-- Region pointing data --
--

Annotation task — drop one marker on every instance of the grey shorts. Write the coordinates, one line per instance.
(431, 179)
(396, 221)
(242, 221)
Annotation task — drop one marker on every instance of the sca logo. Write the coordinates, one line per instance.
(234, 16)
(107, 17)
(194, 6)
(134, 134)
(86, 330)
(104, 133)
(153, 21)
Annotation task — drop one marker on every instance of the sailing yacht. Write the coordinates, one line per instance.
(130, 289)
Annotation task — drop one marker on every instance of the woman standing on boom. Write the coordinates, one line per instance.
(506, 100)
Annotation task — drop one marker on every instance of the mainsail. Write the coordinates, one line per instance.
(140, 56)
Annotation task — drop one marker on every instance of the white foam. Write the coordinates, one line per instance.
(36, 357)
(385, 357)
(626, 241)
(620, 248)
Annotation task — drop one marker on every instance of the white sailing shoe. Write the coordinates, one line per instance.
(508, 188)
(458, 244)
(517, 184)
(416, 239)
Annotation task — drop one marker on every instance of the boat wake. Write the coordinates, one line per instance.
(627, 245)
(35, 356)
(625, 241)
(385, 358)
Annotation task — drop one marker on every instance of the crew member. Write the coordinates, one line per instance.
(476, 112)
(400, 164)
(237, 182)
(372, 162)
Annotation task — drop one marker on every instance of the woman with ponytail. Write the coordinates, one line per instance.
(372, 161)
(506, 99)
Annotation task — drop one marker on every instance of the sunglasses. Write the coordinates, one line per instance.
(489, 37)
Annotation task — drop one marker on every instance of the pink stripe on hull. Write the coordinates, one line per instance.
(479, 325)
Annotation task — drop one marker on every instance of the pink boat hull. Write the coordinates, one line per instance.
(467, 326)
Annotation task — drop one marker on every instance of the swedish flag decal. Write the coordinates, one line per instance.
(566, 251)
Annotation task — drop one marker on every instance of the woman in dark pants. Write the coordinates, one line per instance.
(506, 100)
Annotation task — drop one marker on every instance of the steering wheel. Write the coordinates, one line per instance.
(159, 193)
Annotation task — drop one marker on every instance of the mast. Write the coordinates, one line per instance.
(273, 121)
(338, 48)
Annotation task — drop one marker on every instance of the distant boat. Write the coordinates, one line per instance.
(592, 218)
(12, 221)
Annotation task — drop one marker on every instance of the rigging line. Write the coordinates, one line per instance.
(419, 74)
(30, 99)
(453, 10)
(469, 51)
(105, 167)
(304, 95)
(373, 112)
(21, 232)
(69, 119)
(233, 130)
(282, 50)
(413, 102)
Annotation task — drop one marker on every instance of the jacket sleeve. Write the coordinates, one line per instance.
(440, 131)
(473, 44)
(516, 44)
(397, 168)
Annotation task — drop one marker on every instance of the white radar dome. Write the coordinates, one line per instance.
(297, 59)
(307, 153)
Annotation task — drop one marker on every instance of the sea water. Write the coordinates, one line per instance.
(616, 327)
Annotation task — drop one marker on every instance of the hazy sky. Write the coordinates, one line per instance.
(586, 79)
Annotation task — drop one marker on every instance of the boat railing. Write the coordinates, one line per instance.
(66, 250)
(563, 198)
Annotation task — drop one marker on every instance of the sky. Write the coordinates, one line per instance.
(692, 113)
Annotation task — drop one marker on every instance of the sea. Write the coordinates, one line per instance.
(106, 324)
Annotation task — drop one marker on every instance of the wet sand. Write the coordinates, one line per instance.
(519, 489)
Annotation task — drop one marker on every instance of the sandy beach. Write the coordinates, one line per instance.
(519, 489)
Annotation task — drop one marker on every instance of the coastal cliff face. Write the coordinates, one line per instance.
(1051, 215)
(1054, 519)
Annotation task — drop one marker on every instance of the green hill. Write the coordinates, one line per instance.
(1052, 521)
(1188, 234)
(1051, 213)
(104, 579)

--

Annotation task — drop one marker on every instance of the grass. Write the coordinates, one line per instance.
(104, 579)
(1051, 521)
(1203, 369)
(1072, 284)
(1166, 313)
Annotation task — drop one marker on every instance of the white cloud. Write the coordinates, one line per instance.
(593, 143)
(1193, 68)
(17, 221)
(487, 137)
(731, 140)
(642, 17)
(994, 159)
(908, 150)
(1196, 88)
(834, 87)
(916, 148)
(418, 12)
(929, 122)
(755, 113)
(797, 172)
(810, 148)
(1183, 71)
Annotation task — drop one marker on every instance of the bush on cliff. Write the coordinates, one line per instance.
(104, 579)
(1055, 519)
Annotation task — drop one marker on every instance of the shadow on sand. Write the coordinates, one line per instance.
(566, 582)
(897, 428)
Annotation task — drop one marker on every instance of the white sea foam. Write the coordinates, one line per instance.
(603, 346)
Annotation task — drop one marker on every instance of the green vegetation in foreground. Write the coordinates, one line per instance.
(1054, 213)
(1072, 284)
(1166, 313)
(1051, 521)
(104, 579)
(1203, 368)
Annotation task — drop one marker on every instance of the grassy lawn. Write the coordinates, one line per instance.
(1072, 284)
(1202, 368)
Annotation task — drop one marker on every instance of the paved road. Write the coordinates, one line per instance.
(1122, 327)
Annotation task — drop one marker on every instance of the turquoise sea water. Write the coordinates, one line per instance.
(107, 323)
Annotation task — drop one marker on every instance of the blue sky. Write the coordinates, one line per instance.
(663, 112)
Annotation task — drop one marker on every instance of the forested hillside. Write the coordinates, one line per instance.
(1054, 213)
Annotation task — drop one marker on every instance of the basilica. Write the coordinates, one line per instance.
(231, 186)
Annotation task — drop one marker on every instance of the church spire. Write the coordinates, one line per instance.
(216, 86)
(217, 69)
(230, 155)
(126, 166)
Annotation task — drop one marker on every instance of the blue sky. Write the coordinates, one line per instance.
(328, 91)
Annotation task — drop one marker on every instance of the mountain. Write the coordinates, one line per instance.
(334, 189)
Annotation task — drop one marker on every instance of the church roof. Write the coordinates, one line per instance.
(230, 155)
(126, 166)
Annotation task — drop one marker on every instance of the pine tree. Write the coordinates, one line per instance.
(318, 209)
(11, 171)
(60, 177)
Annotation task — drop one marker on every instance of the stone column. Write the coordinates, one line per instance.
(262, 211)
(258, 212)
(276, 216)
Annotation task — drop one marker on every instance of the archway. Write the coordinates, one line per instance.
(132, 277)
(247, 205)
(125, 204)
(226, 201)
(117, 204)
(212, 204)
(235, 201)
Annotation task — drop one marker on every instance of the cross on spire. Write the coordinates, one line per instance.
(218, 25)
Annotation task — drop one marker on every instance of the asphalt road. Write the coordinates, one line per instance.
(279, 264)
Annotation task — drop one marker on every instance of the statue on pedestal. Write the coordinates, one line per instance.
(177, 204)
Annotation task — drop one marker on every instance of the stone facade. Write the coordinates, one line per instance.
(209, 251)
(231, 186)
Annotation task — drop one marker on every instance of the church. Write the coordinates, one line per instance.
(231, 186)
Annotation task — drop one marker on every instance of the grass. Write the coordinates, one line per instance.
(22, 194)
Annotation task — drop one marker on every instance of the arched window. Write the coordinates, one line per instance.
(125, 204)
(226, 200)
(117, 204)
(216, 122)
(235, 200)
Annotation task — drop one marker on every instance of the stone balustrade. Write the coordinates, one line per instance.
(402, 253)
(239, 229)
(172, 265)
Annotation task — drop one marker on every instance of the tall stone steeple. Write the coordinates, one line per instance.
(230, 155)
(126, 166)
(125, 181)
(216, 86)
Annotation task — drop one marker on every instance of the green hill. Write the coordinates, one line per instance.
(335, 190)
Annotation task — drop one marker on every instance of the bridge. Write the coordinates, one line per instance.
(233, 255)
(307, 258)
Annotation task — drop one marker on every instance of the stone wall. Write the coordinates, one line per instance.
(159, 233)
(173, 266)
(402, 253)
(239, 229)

--

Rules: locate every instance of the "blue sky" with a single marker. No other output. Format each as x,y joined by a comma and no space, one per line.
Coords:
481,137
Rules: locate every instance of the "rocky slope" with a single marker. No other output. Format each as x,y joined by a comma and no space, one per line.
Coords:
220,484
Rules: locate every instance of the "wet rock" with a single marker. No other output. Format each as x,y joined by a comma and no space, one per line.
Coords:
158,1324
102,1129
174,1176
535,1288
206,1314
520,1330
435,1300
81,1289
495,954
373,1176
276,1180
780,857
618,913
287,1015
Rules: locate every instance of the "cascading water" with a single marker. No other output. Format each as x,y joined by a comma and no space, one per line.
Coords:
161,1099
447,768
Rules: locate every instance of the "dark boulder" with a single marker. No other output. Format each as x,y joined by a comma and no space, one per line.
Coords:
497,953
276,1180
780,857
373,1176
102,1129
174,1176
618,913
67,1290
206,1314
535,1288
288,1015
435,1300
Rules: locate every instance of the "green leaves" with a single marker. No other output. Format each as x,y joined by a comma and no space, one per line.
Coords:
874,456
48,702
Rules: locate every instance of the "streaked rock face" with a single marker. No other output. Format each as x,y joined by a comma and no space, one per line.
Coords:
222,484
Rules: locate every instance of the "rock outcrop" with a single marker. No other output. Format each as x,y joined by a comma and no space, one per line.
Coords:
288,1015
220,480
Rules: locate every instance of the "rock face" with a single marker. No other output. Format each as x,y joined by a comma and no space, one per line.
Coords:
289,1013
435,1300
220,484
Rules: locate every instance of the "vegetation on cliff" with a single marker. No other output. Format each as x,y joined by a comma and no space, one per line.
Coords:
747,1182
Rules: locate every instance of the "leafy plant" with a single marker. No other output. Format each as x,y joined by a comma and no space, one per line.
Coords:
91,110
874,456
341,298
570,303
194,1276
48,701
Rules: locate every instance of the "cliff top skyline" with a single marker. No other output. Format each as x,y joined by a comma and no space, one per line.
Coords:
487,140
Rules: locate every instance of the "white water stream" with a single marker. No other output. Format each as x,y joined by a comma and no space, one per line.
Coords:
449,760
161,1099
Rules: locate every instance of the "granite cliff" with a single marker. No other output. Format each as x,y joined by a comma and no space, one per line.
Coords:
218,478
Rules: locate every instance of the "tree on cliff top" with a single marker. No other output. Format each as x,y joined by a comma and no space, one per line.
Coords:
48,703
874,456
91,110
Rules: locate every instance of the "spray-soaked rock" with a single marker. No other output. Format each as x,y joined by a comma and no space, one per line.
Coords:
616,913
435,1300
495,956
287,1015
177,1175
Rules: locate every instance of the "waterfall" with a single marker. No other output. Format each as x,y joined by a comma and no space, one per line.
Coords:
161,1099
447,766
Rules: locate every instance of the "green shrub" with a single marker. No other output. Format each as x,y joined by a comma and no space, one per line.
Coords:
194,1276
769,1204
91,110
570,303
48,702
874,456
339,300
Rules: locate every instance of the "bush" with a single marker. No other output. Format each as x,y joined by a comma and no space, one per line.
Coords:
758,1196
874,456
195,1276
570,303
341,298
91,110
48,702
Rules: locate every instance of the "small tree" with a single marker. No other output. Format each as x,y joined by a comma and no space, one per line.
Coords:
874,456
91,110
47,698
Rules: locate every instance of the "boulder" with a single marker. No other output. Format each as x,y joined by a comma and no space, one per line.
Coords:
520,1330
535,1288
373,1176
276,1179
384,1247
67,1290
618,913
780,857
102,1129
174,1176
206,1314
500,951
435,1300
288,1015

--

-- Task statement --
Return all lines in the entries above that carry the word "boulder".

-- Task output --
Rules: locate every instance of the "dark boulder" with a single marker. No other output. Format each as x,y joined by a comma and no space, one per line.
Rules: locate every instance of the "boulder" with a single marker. No other output. Format each as x,y joined by a comma and no space, one per line.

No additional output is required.